- _Requirement_: The excerpt below concerns patches that test sweat. List every use or benefit it attributes to the intelligent patch that measures alcohol.

- _Selected extract_:
════════════════════
In this way, the intelligent patch reveals whether we are still fit to drive after a party, for example, and creates an overview of how much alcohol we are drinking, even if we don't keep track of it at the party itself. It could also be of help in the future for people who want to reduce their alcohol consumption.

Check and regulate blood sugar

And it's not just alcohol that can be measured through sweat: Blood sugar can also be tested using patches that examine body fluid. In the future, this could spare diabetics the painful prick in the fingertip with which they take a drop of blood to check their blood sugar. This is because they have to check their blood glucose levels regularly because either not enough insulin is produced or the blood glucose hormone is no longer effective enough. As a result, the blood sugar is no longer transported from the blood into the cells, which can lead to hyperglycemia. To prevent this, those affected have to take medication or inject themselves with insulin.
════════════════════
- _Material supplied_:

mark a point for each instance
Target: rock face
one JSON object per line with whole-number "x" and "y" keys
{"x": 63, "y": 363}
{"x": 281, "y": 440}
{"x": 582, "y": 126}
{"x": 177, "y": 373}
════════════════════
- _Output of the exercise_:
- It reveals whether we are still fit to drive after a party.
- It creates an overview of how much alcohol we are drinking, even if we don't keep track of it at the party itself.
- It could help people who want to reduce their alcohol consumption in the future.